Job: Locate every line of the records below that contains the string "instances" and copy each such line in full.

(Stored data entries)
************

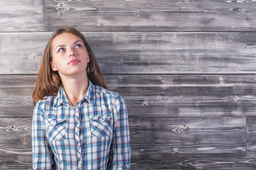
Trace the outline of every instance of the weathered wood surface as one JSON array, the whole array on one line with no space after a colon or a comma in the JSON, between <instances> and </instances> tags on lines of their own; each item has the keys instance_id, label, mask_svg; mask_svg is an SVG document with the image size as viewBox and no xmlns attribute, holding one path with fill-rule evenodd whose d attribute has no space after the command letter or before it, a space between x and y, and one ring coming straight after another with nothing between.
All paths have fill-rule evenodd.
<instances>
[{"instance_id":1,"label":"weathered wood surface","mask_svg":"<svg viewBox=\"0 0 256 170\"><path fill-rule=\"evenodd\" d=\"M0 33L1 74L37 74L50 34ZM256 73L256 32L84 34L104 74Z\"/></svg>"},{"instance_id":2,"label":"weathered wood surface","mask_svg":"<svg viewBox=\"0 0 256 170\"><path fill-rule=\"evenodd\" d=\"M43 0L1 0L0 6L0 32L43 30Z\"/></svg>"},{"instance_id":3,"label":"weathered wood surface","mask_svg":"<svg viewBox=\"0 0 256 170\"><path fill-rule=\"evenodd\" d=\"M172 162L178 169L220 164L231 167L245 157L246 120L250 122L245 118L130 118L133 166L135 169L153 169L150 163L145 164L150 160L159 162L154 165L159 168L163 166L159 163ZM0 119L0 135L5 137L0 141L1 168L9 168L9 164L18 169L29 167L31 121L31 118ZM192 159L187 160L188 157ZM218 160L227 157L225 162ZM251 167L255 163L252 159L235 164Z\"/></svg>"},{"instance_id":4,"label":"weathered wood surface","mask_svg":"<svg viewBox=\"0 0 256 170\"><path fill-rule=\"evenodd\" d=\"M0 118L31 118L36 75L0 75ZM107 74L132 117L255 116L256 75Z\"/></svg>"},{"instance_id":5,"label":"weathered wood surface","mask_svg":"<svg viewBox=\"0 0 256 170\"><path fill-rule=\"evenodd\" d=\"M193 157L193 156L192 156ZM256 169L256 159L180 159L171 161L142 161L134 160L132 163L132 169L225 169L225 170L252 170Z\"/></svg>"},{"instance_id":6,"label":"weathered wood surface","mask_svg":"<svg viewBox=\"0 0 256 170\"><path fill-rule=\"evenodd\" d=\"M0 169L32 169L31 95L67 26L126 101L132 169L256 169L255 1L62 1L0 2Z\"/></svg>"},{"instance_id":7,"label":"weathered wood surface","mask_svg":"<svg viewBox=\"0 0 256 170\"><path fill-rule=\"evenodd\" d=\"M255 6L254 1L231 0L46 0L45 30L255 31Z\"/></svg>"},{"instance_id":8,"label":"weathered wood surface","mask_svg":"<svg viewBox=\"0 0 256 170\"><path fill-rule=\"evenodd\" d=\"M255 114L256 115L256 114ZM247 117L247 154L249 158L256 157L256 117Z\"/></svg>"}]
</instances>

************

Written reply:
Trace the outline of every instance of the weathered wood surface as one JSON array, the whole array on one line with no space after a colon or a comma in the JSON, between <instances> and </instances> tags on lines of their own; each item has the keys instance_id, label, mask_svg; mask_svg is an SVG document with the image size as viewBox and no xmlns attribute, holding one path with fill-rule evenodd whose d attribute has no space after the command letter or before it, a space between x and y, and one ring coming straight after another with nothing between.
<instances>
</instances>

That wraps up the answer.